**Task to carry out**
List every line in the records below that contains the word "face". Case counts.

##### Raw records #####

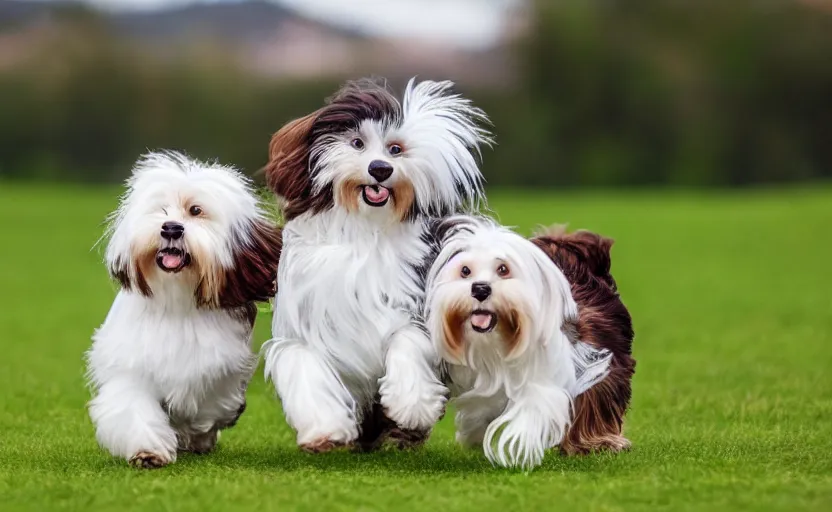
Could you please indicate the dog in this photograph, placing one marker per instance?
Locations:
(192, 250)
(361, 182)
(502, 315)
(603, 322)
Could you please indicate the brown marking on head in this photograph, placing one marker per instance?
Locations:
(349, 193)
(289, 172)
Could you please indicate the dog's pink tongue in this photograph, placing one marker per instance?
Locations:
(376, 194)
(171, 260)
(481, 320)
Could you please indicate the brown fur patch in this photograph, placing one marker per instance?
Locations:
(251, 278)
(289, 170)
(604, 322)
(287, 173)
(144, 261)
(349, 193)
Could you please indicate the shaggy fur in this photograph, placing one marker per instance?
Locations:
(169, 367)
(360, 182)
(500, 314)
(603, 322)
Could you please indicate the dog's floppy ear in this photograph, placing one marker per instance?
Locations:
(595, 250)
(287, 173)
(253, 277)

#####
##### Raw records #####

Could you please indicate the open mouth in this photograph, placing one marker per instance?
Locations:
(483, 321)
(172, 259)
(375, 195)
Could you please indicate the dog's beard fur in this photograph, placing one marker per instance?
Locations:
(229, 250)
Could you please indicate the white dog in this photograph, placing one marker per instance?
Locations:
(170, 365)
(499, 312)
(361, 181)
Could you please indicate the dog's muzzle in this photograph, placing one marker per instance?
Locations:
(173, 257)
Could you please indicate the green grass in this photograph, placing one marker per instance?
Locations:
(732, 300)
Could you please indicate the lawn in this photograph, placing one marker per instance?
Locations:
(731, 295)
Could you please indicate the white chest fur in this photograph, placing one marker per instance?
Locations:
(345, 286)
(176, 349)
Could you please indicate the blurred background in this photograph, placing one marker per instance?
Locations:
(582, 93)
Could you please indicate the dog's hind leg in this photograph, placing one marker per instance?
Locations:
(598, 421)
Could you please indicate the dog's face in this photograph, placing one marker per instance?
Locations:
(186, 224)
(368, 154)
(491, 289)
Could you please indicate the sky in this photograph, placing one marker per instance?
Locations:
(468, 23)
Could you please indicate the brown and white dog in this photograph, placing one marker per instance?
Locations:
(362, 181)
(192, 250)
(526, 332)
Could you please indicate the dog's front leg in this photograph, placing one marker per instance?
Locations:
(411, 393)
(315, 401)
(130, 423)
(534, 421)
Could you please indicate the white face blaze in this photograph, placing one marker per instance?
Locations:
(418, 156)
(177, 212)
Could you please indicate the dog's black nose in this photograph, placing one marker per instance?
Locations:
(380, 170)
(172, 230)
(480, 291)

#####
##### Raw records #####

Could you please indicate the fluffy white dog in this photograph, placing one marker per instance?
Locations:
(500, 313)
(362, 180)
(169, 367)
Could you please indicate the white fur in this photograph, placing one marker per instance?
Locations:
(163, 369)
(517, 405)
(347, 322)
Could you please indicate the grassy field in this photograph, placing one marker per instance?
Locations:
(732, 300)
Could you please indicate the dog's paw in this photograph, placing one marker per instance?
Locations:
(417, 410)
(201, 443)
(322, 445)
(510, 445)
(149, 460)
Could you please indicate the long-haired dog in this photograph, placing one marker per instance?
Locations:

#####

**Result for this exercise**
Could you please indicate the dog's face in this photograph, placing one marker per instance?
Could you please indicate the white face blaze in this photograph, placing one marker per instance?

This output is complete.